(Point localization data)
===============

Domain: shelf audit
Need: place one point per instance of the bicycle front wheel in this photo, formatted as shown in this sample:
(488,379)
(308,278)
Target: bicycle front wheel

===============

• **What the task asks**:
The entries above must be repeated word for word.

• **Response to this exercise**:
Domain: shelf audit
Need: place one point per instance of the bicycle front wheel in this photo, formatted as shown in this sample:
(488,379)
(308,278)
Target: bicycle front wheel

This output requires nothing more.